Four marketing stories have caught our eye in the last couple of weeks. With varying degrees of success, businesses from Lush to KFC have all broken new ground…
Lush quits social media

Cosmetics retailer Lush drew gasps of surprise when it revealed it was shutting down its social media accounts. Announcing the plan on its, er, Instagram page, the bath bomb specialist said: “We are tired of fighting with algorithms, and we do not want to pay to appear in your newsfeed. So we’ve decided it’s time to bid farewell to some of our social channels and open up the conversation between you and us instead.” Lush leaves behind 569,000 followers on Instagram, 202,000 Twitter followers and 423,000 Facebook likes. Enviable numbers all, so what’s it up to?

“It’s an announcement that’s earned the business a lot of headlines,” says CIM marketing director Gemma Butler. “And it’s not quite as radical a move as it first appears.” Indeed, Lush itself said in that Instagram post, “This isn’t the end, it’s just the start of something new.” While it now encourages customers to make one-to-one contact via its website, email or even telephone, it also hopes to promote its #lushcommunity via enhanced influencer marketing.

“The #lushcommunity isn’t fully up and running yet, so there’s a chance they’ll lose customers after the shutdown,” advises Butler. “Hopefully there’s a strong, strategic reason behind this decision, but right now that’s not clear. At a time when the dangers of social media are in the spotlight, perhaps they want to be pioneers.”

Pioneers, of course, take risks to explore new areas, with mixed results. For a beauty brand to abandon Instagram, with all of its potential for promoting the aesthetic aspect of its products, is certainly risky. “I want Lush to succeed,” says Butler. “If they can build an organic community without relying on the big social media platforms, perhaps they will encourage others to reduce their reliance on them. That would certainly be no bad thing.”
━━━━━━━━━━━━━━━━━━━━━━━━━━━━━━
*Given instruction:* Please carry on the marketing article above about Lush quitting social media, picking up right after its last sentence.
━━━━━━━━━━━━━━━━━━━━━━━━━━━━━━
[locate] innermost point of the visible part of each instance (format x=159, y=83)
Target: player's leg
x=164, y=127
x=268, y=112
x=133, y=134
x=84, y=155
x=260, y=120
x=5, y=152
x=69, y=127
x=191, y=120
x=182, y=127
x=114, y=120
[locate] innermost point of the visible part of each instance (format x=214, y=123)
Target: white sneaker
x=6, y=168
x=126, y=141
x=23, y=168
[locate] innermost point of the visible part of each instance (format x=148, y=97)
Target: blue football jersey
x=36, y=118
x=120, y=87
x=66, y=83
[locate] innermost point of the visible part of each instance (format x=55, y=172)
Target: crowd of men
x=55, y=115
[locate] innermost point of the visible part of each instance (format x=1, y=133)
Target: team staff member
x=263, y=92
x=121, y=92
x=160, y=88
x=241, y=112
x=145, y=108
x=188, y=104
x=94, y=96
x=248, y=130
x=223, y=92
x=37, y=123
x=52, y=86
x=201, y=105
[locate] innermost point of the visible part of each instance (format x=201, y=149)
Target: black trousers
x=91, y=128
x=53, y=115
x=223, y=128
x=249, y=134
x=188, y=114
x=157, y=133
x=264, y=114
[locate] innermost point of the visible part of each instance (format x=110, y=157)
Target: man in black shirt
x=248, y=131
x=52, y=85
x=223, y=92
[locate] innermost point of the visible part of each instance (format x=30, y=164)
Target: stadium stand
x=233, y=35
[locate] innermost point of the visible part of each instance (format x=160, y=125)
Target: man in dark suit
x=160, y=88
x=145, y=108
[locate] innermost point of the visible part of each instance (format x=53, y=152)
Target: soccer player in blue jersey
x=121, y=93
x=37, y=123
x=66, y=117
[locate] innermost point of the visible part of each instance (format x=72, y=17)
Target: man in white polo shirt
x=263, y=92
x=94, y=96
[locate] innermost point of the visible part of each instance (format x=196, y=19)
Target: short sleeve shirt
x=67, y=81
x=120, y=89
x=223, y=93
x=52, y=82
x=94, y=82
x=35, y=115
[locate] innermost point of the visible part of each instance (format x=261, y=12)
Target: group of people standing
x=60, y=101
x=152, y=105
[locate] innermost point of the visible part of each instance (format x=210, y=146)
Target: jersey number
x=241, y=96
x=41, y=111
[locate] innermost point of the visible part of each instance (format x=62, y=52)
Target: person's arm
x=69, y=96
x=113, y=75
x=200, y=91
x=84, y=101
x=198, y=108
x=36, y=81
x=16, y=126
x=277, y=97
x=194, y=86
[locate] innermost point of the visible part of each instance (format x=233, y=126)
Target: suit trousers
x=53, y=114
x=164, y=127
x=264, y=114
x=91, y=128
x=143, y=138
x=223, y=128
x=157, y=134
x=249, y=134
━━━━━━━━━━━━━━━━━━━━━━━━━━━━━━
*Final answer:*
Age of no consent

Last week the Guardian reported that dozens of UK businesses – including law firms, estate agencies and training companies – are using artificial intelligence to monitor staff. Working in real time, StatusToday’s Isaak system collects data on workers’ meeting schedules, use of email and other files and analyses this data to rank staff; in turn creating profiles that define individual workers as ‘influencers’ or ‘change-makers’.

Trade unions say the system creates distrust, academics warn it will encourage workers to abandon activities that are not accounted for (e.g. creative thinking) and CIM marketing director Gemma Butler also believes it is unhelpful. “In its current form, this can only encourage presenteeism. It might also have a detrimental impact on well-being – for example, if there is a disconnect between a worker’s self-image and their Isaak score – and could downplay the value of collaborative activities.”

The top-down imposition of the system is also problematic. “This is one to mark down as ‘test and learn’,” says Butler. “In particular, businesses need to recognise that, as well as creating a value exchange with customers, they need to create one with employees. In the age of GDPR, acting without consent is simply not going to play well.”

Tables turn on KFC



Last time out, this column was impressed by KFC’s willingness to take creative risks in its ad campaigns. A couple of weeks on and, just as it looked like it might have cracked its strategy, the fried chicken specialist has been left with egg on its face.

In Miami at the end of last month, KFC activated Colonel Sanders for a five-minute set at Ultra Music Festival. While dance-music connoisseurs closed their ears to the colonel’s “trashy, out-of-time” beats, brand activation specialists had their hands over their eyes.

“This is what can happen when you’re using widespread, sporadic marketing tactics,” says CIM marketing director Gemma Butler. “You will get some misses among the hits. In this case, the execution was poor but, in terms of the overall strategy, I would still like to see KFC carry on doing what it’s doing. At a time when consumers are getting better at blocking ads in other channels, this is an interesting kind of integration to at least be exploring.”

For this particular misstep, the blame probably needs to be shared. “The festival let KFC do this,” Butler points out. “It let KFC force-feed its audience a chicken advert. The pair of them should probably have just agreed to hand out some free drumsticks.”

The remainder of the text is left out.